Aktionen angekündigt
Seit mehreren Monaten hängen Plakate in der niedersächsischen Landeshauptstadt, die dazu auffordern, Leerstand zu melden. Gleiches forderte ein Redebeitrag bei der „Jetzt besetzen wir!“-Demonstration am 6. Dezember. Um den Rest werde sich gekümmert.
Auf Worte sind in Hannover nun schon zum zweiten Mal in kurzer Zeit Taten gefolgt. Bereits nach der Demonstration am 6. Dezember hatten Aktivist*innen in der Schulenburger Landstrasse 197 die „Rote Reihe“, eine städtische Immobilie, als Wohnraum für Wohnungs- und Obdachlose für mehrere Stunden besetzt gehalten.
Die Stadt erstattete Anzeige wegen Hausfriedensbruchs und die Polizei räumte mit einer Stahlramme die Besetzung. Schnell war der Traum einer menschenwürdigen coronakonformen Einzelunterbringung, wie sie verschiedenste Initiativen und Betroffene fordern, aus.
Hinter dem Standard, dass Aktivist*innen und Betroffene in Hannover gemeinsame Sache machten, werde aber nicht mehr zurückgefallen, kündigten Aktivist*innen in der Schulenburger Landstraße nach der Räumung über das Mikrofon eines Lautsprecherwagens an.
Wenn es nach Max und denen, die ihn unterstützen, geht, soll das bei der neuen Besetzung ganz anders laufen. Bewusst wurde heimlich gearbeitet. Nur wenige sind über den Ort eingeweiht und das soll auch so bleiben. Das A und O sei, nicht aufzufallen, meint Max. Zum Besetzen habe er keine Alternative: „Das ist meine einzige Chance.“
Jedes Mal, wenn er zum Wohnungsamt gehe, würde ihm gesagt, viele Menschen suchten eine Wohnung. Er könne darauf nur antworten, er sei auch einer von denen und auch auf der Straße. Er fühle sich verraten und helfe sich nun einfach selbst.
Max ist nicht der Einzige, der unmittelbar handelt. Die Debatte über die Situation von Wohnungs- und Obdachlosen beschäftigt seit März die Stadtgesellschaft. Eine Hotelunterbringung war erst geöffnet, dann zweimal in letzter Sekunde nach Protesten verlängert und dann schließlich beendet worden.
Die Stadt reagierte mit dem Housing-First-Projekt „Plan B – OK“. Im kommenden Jahr sollen Menschen dort mehrere Monate unbürokratisch ein Dach über dem Kopf bekommen, bis der Anspruch auf staatliche Hilfe geklärt ist. Zwei Stiftungen ging das zu langsam und diese verlängerten die Hotelunterbringung kurzer Hand mithilfe von Spendengeldern um mehrere Monate. Die Stadt verweist weiterhin an bestehende Notangebote, die wollen Betroffene aber selten wahrnehmen. Zu schlecht seien dort die Bedingungen.

▸ Vorliegende Einträge:
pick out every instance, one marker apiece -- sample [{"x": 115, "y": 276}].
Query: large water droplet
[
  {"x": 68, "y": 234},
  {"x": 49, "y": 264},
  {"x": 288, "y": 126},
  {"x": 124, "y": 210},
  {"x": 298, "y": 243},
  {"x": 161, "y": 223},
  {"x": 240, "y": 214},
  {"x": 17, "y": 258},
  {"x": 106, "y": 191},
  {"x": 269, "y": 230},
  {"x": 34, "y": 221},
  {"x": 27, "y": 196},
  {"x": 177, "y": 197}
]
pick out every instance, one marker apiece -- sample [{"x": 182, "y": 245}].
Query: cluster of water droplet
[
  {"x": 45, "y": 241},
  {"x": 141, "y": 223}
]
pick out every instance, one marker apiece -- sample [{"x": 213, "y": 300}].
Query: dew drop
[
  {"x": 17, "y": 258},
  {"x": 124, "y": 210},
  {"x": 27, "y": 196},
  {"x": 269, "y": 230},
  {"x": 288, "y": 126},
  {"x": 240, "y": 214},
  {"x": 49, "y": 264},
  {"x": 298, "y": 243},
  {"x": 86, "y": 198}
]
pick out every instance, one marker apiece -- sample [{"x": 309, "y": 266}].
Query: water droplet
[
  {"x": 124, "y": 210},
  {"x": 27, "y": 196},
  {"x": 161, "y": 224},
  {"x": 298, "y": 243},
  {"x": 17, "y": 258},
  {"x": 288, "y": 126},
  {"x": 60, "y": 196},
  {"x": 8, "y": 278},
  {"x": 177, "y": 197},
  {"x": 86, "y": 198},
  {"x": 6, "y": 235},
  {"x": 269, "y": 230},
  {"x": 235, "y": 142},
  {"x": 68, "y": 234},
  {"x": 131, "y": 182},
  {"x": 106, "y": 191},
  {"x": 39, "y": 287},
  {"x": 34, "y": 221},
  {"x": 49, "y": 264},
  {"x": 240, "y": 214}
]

▸ Zu erledigende Aufgaben:
**a)** Nennen Sie alle Handlungen, die der Text über Hausbesetzungen in Hannover ausdrücklich der Stadt als Handelnder zuschreibt.
**b)** Geben Sie aus dem Text über Hausbesetzungen in Hannover den Abschnitt wörtlich wieder, der bei den Worten „Max ist nicht“ beginnt und nach „dort die Bedingungen.“ endet.

▸ Lösungen der Aufgaben:
**a)**
- Sie erstattete Anzeige wegen Hausfriedensbruchs.
- Sie reagierte mit dem Housing-First-Projekt „Plan B – OK“.
- Sie verweist weiterhin an bestehende Notangebote.

**b)**
Max ist nicht der Einzige, der unmittelbar handelt. Die Debatte über die Situation von Wohnungs- und Obdachlosen beschäftigt seit März die Stadtgesellschaft. Eine Hotelunterbringung war erst geöffnet, dann zweimal in letzter Sekunde nach Protesten verlängert und dann schließlich beendet worden.
Die Stadt reagierte mit dem Housing-First-Projekt „Plan B – OK“. Im kommenden Jahr sollen Menschen dort mehrere Monate unbürokratisch ein Dach über dem Kopf bekommen, bis der Anspruch auf staatliche Hilfe geklärt ist. Zwei Stiftungen ging das zu langsam und diese verlängerten die Hotelunterbringung kurzer Hand mithilfe von Spendengeldern um mehrere Monate. Die Stadt verweist weiterhin an bestehende Notangebote, die wollen Betroffene aber selten wahrnehmen. Zu schlecht seien dort die Bedingungen.